# Quoted text

=-=-=

Backprop support for lfilter #704

daniel-p-gonzalez · 2020-06-07T16:03:44Z

🚀 Feature

It is currently not possible to backpropagate gradients through an lfilter because of this inplace operation:
https://github.com/pytorch/audio/blob/master/torchaudio/functional.py#L661

Motivation

It's not worth the pytorch overhead to even use lfilter without backprop support (it's much faster when implemented using e.g. numba). When I saw that this was implemented here, I was hoping to use it instead of my own implementation (which is implemented as a custom RNN) as it is honestly too slow.

Pitch

I would love to see that inplace operation replaced with something that would allow supporting backprop. I'm not sure what the most efficient way to do this is.

Alternatives

I implemented transposed direct form II digital filters as custom RNNs, but the performance is pretty poor (which seems to be a problem with the fuser). This is the simplest version I tried, which works, but as I said it's quite slow.

class DigitalFilterModel(jit.ScriptModule):
  def __init__(self):
    super(DigitalFilterModel, self).__init__()

  @jit.script_method
  def forward(self, x, coeffs, v1, v2, v3):
    # type: (Tensor, Tensor, Tensor, Tensor, Tensor) -> Tuple[Tensor, Tensor, Tensor, Tensor]
    seq_len = x.shape[1]
    output = torch.jit.annotate(List[Tensor], [])
    x = x.unbind(1)
    coeffs = coeffs.unbind(1)
    for i in range(seq_len):
      sample = x[i]
      out = coeffs[0] * sample + v1
      output.append(out)

=-=-=

# Information shown
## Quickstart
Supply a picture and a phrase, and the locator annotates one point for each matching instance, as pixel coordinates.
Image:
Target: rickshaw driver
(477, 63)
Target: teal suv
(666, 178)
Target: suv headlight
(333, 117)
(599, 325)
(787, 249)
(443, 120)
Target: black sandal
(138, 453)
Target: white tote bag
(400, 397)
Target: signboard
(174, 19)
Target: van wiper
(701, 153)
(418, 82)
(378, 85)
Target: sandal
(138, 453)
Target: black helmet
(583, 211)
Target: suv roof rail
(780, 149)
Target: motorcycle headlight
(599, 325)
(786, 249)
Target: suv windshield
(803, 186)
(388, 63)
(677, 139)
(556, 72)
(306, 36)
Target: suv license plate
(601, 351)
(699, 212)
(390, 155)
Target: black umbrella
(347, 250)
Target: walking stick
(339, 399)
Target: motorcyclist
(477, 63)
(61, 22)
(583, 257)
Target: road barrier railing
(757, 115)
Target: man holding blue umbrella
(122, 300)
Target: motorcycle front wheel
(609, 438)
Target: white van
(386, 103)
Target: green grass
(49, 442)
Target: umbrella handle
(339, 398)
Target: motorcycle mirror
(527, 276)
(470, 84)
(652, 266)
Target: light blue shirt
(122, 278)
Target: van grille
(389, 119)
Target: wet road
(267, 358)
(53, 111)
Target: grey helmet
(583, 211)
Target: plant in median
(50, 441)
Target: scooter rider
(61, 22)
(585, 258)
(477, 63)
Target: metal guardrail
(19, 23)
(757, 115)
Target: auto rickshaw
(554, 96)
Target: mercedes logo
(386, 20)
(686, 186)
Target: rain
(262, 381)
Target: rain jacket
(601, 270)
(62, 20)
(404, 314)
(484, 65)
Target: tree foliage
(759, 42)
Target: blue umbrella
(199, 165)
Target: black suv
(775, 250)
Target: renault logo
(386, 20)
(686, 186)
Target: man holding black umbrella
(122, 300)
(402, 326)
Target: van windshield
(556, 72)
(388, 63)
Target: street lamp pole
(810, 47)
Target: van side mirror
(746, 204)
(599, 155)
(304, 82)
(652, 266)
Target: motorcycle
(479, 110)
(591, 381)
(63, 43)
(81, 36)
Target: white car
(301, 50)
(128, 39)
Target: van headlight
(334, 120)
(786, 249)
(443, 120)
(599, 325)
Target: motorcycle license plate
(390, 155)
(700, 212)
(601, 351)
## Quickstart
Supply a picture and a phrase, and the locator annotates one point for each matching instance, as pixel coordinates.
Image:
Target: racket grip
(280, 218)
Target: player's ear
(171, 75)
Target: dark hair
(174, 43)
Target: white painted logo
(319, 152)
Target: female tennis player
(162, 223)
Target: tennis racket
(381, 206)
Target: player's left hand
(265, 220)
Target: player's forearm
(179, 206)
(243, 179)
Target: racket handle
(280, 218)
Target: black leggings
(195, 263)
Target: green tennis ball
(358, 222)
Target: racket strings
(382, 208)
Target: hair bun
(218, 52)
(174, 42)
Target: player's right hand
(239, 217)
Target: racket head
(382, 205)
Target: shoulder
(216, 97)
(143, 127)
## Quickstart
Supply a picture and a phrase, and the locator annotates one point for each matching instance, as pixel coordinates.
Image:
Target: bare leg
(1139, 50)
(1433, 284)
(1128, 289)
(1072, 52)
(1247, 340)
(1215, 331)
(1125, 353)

=-=-=

# Exercise description
Copy word for word the passage of the lfilter issue that opens with the words containing "It's not worth" and closes with "super(DigitalFilterModel, self).__init__()". The items are separate from the lfilter issue.

# Result of the exercise
It's not worth the pytorch overhead to even use lfilter without backprop support (it's much faster when implemented using e.g. numba). When I saw that this was implemented here, I was hoping to use it instead of my own implementation (which is implemented as a custom RNN) as it is honestly too slow.

Pitch

I would love to see that inplace operation replaced with something that would allow supporting backprop. I'm not sure what the most efficient way to do this is.

Alternatives

I implemented transposed direct form II digital filters as custom RNNs, but the performance is pretty poor (which seems to be a problem with the fuser). This is the simplest version I tried, which works, but as I said it's quite slow.

class DigitalFilterModel(jit.ScriptModule):
  def __init__(self):
    super(DigitalFilterModel, self).__init__()